*EXTRACTED INFORMATION*
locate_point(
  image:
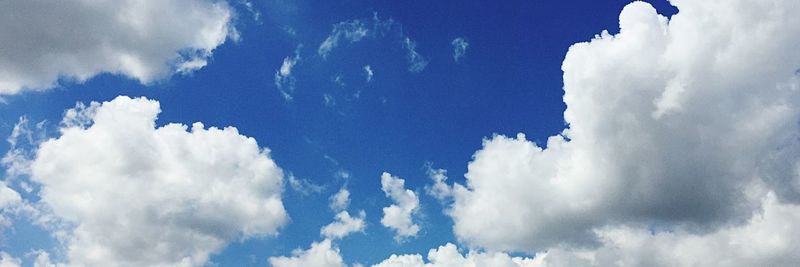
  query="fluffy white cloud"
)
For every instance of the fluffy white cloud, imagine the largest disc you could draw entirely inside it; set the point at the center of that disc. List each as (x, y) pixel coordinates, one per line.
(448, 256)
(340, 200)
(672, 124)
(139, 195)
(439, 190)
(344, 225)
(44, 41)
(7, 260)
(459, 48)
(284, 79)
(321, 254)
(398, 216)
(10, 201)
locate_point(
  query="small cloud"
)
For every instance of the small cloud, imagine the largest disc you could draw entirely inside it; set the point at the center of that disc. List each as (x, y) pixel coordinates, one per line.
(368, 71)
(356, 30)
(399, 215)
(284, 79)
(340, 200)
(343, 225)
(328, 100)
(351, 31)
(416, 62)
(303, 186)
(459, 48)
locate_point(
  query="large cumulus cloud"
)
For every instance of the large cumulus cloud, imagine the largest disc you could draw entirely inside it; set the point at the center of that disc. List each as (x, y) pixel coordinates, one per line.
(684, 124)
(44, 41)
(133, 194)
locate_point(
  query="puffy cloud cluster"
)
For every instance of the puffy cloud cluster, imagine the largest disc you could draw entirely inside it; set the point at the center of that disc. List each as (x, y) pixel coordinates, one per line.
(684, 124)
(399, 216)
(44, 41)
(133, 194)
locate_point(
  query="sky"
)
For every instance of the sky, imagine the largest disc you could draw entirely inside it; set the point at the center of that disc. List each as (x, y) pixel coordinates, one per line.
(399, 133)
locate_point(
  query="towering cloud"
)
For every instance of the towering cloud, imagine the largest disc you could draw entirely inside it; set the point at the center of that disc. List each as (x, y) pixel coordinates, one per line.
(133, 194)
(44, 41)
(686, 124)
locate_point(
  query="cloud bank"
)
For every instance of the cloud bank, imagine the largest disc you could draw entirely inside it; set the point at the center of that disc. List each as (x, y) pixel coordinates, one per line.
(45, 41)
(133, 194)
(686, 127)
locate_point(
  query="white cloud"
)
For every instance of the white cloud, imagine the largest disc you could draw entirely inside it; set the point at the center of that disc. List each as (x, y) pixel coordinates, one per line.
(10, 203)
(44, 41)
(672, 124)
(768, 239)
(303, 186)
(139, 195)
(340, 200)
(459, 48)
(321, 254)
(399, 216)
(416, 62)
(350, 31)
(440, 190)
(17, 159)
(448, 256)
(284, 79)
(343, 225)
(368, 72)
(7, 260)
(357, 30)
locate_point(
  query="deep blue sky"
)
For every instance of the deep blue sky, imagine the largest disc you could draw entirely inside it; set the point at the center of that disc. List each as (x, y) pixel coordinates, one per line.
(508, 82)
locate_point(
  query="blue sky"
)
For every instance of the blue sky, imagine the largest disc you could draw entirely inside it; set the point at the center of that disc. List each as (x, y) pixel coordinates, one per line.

---

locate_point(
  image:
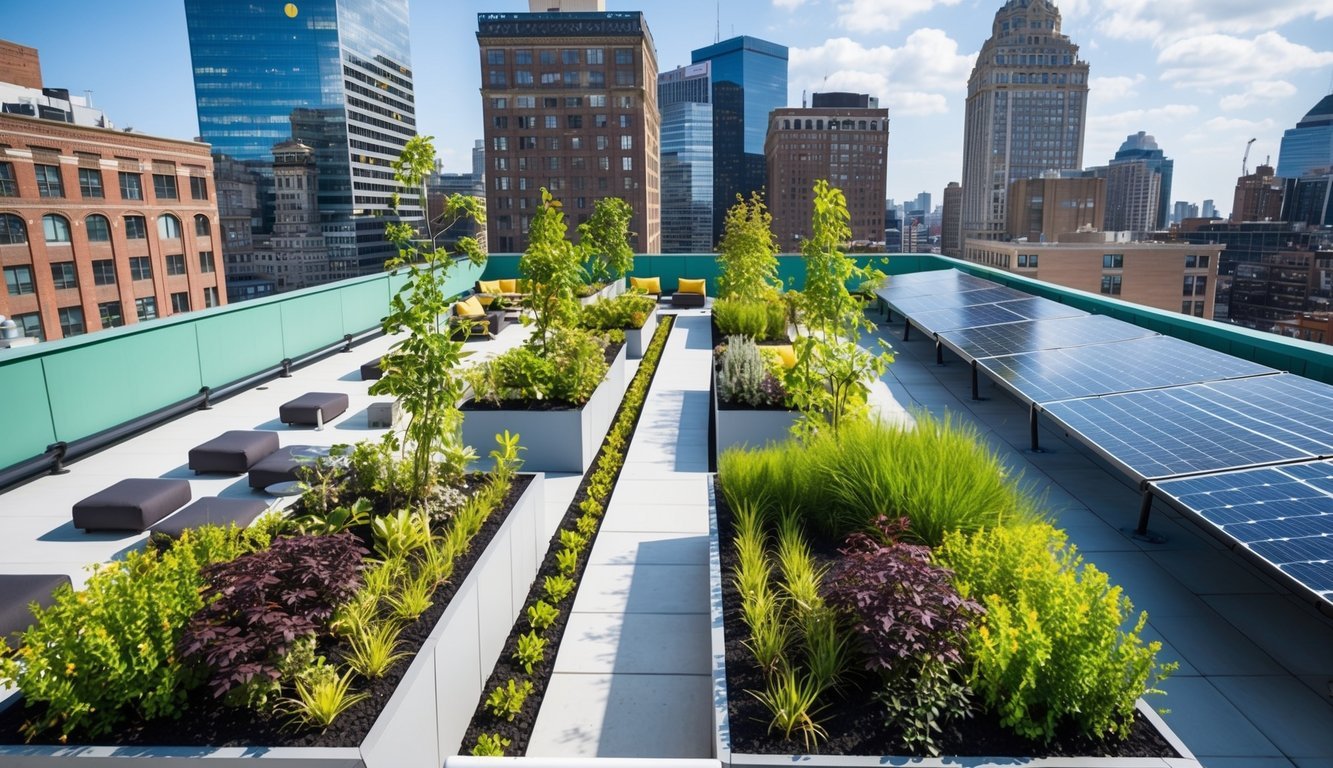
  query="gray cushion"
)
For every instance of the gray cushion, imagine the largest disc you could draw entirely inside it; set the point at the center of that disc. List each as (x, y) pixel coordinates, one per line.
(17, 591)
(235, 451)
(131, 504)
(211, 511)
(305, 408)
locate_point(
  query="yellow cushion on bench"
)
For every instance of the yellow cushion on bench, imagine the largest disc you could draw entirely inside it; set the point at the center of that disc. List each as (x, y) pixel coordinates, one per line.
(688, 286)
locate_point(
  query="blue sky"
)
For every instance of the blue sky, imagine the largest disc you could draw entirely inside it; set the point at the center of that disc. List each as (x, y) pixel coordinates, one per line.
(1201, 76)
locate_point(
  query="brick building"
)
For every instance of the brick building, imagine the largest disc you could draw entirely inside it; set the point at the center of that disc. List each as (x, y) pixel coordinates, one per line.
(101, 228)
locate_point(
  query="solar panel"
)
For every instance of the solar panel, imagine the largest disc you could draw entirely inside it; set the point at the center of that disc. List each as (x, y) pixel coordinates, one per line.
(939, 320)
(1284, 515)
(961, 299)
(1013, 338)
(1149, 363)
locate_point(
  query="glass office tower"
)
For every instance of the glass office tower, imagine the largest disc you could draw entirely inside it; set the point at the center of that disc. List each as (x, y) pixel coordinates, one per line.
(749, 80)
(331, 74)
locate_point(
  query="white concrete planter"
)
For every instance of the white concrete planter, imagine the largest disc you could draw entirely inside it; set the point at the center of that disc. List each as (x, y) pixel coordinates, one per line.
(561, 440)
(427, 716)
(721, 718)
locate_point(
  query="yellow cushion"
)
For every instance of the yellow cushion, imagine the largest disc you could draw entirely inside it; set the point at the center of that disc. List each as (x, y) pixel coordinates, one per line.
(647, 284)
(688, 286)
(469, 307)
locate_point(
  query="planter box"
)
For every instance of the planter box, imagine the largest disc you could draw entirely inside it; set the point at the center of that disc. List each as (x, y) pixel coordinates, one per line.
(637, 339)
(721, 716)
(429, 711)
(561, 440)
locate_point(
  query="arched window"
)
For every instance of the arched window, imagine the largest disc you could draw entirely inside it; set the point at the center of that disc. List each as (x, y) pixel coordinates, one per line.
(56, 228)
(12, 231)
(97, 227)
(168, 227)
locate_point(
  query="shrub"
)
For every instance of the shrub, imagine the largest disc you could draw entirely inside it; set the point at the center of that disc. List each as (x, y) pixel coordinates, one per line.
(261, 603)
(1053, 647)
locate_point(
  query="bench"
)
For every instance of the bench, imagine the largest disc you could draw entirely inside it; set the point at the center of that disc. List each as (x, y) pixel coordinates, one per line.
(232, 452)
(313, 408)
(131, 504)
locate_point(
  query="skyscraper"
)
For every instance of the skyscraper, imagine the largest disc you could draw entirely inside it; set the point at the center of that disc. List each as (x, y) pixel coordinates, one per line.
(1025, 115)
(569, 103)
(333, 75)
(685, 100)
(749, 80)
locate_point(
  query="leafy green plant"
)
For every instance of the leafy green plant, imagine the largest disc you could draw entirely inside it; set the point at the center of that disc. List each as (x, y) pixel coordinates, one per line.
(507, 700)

--

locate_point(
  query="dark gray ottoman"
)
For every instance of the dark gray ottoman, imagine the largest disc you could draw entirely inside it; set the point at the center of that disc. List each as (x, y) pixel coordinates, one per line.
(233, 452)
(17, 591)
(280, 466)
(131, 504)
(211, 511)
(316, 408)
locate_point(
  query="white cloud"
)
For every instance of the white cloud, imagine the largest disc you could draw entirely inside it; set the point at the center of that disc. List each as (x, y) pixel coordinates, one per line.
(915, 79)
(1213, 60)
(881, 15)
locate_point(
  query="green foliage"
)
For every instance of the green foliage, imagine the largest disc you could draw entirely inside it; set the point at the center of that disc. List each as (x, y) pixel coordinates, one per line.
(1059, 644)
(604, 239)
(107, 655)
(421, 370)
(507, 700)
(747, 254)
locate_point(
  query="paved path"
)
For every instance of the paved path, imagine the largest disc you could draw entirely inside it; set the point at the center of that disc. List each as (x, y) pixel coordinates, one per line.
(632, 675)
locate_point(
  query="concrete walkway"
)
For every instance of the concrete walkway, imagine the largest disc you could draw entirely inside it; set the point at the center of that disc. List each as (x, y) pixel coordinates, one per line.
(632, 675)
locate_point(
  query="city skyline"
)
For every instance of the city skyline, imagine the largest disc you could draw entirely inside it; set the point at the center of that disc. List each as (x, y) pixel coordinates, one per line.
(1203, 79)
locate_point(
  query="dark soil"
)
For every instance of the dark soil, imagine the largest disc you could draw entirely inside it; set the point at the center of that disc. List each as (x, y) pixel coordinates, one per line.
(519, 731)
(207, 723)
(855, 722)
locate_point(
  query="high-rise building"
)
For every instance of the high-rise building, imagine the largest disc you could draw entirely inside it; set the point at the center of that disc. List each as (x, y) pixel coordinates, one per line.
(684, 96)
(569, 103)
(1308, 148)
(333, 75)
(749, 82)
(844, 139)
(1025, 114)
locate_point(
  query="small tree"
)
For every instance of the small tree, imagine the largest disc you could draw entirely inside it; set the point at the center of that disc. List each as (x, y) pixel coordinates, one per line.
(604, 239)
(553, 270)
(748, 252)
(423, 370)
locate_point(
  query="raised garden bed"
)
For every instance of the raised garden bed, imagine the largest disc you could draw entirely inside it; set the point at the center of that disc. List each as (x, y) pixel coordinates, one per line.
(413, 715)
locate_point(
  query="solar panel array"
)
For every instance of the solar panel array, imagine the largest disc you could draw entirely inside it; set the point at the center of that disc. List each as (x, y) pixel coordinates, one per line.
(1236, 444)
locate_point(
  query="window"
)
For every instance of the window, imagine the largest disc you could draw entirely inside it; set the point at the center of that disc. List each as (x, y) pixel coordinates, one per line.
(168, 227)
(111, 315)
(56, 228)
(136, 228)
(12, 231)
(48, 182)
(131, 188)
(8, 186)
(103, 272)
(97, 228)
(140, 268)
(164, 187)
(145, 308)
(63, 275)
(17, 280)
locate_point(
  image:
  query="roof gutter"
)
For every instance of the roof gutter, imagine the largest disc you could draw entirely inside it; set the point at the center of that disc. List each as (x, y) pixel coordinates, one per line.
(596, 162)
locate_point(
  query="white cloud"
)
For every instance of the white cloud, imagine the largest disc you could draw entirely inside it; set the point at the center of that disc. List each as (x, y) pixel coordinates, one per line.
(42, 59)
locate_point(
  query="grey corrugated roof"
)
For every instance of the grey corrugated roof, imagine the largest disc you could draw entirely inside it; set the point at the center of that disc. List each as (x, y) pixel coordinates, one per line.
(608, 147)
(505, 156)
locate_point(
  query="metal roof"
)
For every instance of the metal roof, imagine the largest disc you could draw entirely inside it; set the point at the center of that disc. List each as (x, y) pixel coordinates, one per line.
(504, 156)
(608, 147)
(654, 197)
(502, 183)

*PROBLEM TO WORK ON*
Count the lines in the rows above that contain the string "paved" and give only that number.

*WRITTEN RESPONSE*
2